> _Set exercise_: Count the lines in the records that contain the word "stone" and give only that number.

[Point labeling records]
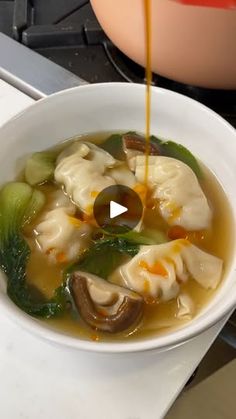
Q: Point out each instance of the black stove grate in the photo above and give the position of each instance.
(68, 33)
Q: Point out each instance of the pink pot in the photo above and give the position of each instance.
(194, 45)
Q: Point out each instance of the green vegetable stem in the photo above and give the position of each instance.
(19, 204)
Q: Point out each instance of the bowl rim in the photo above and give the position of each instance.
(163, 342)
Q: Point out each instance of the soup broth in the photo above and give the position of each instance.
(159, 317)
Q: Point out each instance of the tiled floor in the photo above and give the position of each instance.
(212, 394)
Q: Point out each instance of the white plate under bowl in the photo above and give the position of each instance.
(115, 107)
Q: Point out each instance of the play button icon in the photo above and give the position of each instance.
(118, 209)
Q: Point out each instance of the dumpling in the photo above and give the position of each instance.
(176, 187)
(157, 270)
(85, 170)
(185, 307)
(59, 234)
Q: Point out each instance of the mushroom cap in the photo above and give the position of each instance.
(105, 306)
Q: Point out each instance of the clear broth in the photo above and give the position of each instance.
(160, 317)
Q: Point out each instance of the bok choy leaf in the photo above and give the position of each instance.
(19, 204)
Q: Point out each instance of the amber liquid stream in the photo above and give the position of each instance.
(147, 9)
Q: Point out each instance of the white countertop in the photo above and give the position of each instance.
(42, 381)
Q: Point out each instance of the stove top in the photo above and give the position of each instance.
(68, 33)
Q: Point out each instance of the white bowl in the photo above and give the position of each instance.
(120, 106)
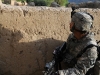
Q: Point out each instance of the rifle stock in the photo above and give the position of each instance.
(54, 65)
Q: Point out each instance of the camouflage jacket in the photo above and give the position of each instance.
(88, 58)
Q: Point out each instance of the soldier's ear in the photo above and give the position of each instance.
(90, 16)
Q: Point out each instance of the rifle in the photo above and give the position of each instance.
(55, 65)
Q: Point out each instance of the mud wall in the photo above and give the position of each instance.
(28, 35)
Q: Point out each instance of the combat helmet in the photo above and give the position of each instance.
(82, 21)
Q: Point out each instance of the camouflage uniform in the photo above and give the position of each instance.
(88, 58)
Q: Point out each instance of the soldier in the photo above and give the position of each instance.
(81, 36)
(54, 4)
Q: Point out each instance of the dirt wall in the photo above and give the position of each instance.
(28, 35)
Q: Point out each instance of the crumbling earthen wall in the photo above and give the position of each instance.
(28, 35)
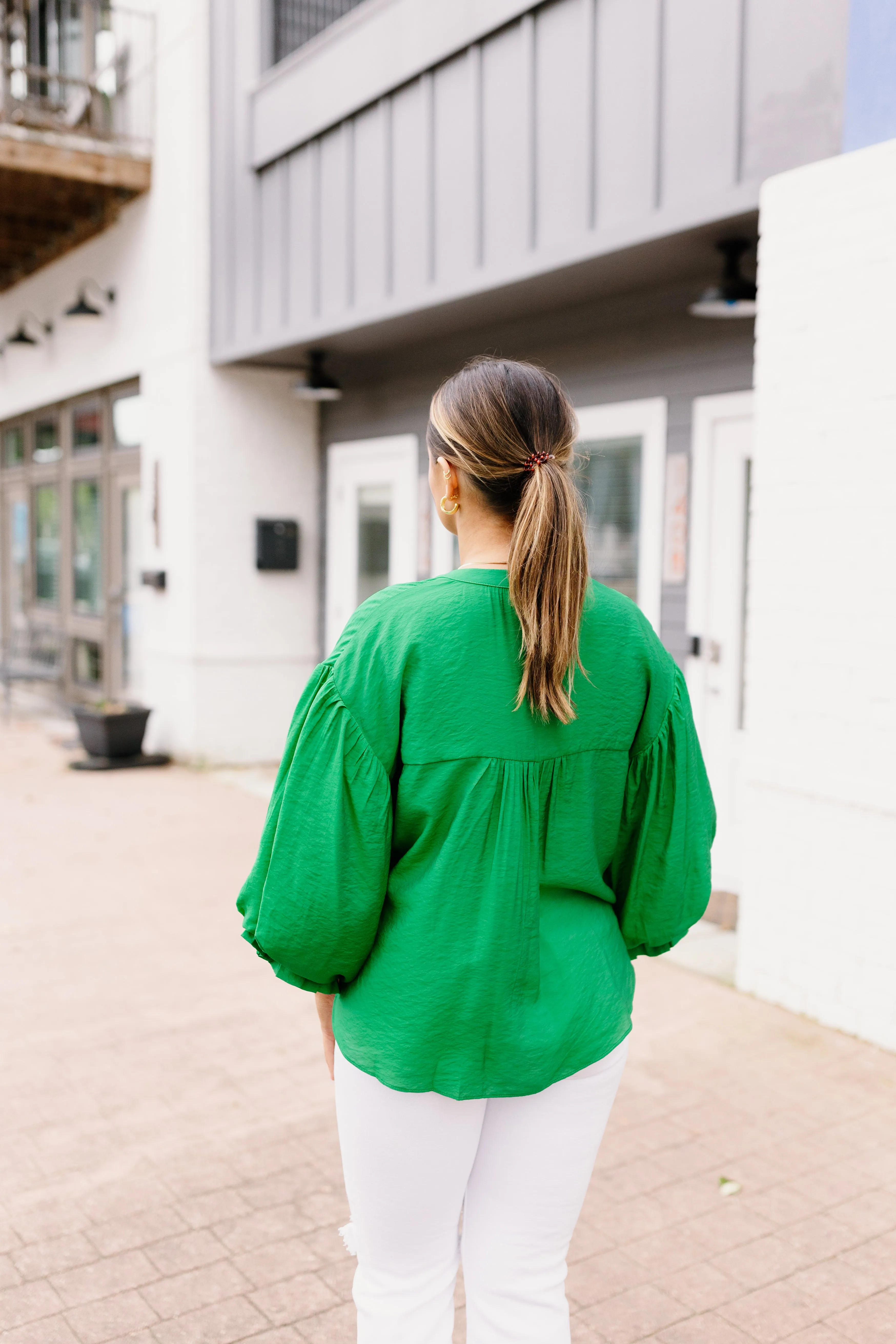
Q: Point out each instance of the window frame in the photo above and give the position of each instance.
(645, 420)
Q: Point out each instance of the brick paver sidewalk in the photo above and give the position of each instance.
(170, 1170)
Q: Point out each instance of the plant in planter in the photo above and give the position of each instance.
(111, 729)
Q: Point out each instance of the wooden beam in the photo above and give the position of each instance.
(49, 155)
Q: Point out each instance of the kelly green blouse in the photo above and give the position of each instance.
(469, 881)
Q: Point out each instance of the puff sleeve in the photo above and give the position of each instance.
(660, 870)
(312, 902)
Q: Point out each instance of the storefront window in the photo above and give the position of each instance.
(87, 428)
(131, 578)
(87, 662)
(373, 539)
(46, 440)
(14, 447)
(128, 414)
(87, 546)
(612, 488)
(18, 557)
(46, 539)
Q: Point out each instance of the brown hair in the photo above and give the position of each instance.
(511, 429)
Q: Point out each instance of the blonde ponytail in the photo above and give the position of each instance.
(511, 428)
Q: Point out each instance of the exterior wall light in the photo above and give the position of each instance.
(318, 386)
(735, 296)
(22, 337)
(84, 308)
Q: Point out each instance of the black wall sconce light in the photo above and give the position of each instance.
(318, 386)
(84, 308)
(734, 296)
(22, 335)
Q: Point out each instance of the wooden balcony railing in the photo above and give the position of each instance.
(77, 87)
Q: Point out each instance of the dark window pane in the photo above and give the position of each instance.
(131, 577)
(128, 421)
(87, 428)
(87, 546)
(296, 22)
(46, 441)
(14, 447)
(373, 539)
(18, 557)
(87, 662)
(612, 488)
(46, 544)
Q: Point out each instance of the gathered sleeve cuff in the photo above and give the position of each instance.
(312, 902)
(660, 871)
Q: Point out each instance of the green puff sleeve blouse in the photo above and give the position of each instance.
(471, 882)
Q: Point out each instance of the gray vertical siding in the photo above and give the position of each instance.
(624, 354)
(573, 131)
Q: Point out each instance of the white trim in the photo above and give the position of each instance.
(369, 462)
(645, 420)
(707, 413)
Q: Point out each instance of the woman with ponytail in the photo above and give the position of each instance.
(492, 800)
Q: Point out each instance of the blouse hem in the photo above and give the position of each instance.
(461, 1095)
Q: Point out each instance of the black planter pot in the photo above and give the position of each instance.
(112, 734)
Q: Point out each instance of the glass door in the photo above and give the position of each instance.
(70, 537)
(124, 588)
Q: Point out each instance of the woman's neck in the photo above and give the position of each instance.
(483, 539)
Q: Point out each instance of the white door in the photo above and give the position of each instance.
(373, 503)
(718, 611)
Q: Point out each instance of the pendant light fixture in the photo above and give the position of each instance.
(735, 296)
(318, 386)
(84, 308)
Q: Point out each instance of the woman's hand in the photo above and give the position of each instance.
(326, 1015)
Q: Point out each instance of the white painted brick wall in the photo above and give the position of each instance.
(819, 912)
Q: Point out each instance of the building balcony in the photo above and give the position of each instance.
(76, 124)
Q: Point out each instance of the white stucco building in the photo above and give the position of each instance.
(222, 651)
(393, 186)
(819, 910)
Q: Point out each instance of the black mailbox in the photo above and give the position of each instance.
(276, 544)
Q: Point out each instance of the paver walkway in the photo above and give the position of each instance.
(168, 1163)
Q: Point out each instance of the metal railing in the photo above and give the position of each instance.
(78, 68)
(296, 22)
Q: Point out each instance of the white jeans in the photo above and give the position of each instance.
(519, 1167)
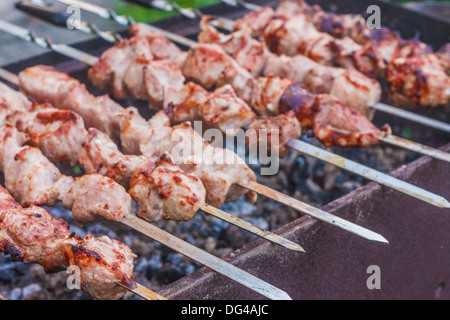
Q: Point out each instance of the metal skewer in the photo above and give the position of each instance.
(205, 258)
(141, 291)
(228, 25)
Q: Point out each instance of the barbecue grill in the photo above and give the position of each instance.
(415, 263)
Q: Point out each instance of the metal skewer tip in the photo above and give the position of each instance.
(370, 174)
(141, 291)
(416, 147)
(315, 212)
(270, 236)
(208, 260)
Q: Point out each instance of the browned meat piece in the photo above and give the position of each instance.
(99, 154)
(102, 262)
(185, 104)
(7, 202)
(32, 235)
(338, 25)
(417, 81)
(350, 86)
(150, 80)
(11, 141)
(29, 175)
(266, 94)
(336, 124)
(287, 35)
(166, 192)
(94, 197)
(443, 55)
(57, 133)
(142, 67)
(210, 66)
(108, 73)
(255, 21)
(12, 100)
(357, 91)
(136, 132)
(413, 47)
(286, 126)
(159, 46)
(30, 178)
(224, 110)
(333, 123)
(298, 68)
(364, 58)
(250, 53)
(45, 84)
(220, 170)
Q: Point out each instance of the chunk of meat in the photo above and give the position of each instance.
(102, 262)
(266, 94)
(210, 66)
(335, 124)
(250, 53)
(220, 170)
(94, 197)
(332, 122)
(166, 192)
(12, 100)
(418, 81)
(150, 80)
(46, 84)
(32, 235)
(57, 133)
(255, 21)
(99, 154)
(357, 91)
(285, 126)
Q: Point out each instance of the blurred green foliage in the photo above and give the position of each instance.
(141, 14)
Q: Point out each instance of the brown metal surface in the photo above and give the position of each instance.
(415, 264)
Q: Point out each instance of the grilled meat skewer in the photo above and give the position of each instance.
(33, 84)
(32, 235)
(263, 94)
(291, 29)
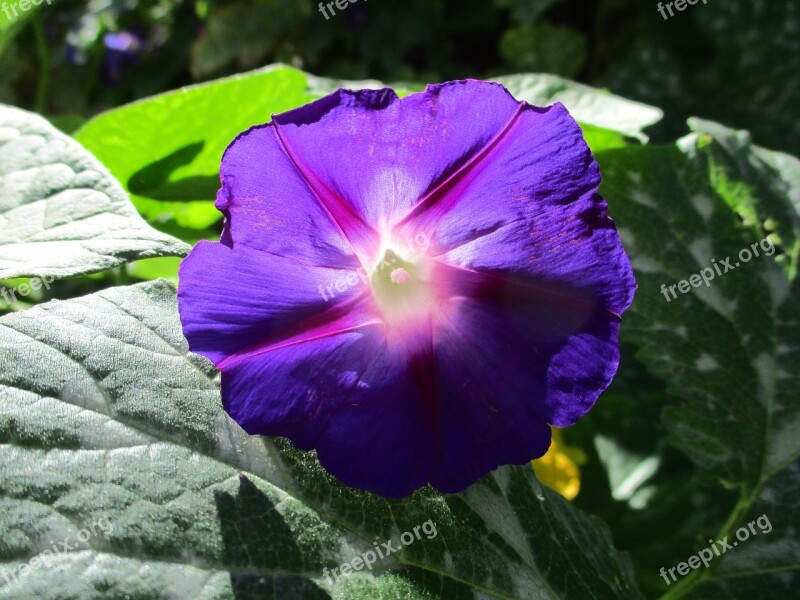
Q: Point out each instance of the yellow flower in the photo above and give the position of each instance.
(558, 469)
==
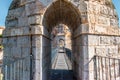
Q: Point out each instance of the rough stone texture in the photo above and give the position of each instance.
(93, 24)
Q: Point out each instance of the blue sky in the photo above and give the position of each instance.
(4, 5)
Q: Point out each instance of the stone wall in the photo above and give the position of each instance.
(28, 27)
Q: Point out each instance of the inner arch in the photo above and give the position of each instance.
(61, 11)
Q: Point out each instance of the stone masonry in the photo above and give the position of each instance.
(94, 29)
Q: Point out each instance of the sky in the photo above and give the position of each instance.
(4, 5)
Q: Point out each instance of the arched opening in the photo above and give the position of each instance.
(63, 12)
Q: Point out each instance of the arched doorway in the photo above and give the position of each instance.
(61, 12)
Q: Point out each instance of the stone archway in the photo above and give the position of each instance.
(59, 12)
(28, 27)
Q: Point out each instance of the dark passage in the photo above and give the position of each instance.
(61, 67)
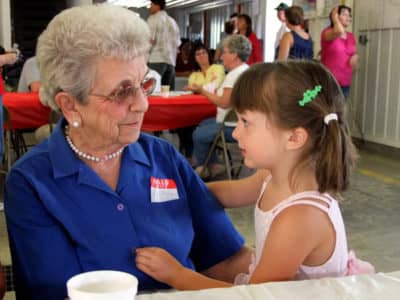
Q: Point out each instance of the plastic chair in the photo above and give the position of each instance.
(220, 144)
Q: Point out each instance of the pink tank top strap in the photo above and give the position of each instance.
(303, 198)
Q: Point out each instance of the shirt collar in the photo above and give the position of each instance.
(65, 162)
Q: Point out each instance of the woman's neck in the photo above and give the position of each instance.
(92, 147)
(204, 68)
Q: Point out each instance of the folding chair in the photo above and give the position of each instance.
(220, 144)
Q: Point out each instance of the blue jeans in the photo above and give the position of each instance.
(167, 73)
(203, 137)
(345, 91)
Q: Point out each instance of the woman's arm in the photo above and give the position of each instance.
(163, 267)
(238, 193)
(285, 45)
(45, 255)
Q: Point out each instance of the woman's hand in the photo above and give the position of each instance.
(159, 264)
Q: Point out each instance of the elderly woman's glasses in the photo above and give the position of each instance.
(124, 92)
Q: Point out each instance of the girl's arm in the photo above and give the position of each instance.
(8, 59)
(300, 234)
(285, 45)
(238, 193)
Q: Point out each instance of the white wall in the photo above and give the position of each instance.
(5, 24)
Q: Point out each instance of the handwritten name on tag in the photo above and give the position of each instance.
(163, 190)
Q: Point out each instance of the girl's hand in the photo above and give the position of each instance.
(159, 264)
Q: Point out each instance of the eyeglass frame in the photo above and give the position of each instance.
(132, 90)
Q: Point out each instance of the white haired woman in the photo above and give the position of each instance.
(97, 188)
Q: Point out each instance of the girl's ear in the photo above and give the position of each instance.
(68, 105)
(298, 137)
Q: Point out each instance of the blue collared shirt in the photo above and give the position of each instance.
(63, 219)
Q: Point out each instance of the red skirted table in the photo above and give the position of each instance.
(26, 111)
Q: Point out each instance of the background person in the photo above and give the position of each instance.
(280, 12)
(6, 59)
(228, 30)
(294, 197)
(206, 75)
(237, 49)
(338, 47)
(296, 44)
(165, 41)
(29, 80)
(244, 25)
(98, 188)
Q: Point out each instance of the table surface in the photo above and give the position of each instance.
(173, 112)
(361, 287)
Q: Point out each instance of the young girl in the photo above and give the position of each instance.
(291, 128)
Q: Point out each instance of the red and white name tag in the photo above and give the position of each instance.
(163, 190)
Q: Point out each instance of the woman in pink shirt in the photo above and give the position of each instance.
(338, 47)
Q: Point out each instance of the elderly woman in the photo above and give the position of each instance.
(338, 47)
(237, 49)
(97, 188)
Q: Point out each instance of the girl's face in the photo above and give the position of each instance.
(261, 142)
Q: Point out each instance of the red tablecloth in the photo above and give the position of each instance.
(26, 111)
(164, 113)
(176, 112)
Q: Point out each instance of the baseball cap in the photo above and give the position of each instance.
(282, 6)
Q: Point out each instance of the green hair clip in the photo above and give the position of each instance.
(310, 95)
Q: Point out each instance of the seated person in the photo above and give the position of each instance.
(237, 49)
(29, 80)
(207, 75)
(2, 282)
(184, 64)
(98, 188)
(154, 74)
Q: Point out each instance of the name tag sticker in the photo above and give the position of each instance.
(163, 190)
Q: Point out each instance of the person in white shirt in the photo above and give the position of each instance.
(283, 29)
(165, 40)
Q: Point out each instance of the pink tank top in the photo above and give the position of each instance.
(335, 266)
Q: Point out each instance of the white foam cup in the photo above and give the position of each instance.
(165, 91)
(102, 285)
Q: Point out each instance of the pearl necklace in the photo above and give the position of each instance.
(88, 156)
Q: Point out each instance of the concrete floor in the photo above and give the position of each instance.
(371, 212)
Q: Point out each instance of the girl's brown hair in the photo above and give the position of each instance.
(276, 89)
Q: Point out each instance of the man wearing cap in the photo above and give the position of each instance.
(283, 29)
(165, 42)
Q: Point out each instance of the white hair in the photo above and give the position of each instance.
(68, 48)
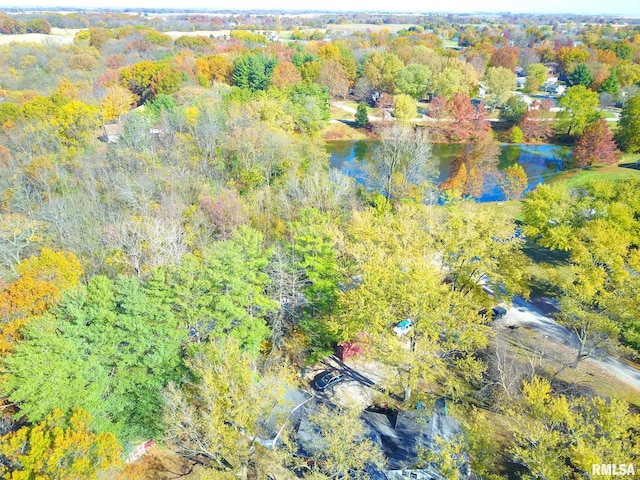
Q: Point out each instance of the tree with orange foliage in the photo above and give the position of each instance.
==
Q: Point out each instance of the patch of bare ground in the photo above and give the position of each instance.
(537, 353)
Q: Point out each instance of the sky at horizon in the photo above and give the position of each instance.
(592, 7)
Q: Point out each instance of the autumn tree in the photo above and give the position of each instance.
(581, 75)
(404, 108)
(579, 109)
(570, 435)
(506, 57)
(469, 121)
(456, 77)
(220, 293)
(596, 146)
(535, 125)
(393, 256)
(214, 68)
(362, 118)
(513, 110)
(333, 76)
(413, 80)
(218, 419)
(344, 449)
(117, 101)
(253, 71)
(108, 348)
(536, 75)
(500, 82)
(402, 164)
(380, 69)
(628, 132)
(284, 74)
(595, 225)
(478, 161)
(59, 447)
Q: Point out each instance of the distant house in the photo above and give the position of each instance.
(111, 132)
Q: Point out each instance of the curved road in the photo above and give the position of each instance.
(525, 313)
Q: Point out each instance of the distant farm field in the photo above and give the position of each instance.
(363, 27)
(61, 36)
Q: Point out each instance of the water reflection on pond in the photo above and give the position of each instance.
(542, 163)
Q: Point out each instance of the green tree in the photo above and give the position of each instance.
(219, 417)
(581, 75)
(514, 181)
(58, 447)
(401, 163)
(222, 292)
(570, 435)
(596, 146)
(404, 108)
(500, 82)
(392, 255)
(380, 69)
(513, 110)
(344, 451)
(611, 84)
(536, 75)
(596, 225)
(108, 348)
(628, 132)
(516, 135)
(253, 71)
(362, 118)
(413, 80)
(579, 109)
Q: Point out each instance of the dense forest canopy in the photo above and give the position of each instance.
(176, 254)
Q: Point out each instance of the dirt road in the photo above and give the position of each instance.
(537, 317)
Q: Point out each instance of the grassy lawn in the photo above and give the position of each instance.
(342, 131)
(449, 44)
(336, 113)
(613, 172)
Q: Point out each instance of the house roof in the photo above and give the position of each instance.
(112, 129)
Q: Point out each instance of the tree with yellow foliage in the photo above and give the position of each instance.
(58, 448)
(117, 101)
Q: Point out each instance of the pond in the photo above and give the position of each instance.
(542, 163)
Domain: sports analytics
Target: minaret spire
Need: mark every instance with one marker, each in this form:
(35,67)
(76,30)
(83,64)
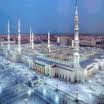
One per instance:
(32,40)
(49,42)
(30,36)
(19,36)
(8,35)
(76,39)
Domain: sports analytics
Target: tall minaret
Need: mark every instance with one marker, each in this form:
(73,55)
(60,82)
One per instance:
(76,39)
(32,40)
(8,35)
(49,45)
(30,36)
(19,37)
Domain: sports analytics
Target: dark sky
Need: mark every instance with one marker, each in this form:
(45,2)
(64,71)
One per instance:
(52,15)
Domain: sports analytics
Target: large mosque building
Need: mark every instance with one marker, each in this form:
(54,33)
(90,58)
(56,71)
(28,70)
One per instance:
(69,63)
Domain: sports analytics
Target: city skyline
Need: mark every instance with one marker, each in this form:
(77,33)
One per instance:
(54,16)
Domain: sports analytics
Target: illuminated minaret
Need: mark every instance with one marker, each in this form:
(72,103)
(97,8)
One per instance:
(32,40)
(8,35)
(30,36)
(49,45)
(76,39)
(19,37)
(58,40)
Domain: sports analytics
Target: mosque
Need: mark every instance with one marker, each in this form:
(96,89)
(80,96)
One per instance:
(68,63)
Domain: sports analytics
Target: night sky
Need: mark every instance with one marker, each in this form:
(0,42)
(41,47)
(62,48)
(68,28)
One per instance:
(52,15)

> _Full answer_: 4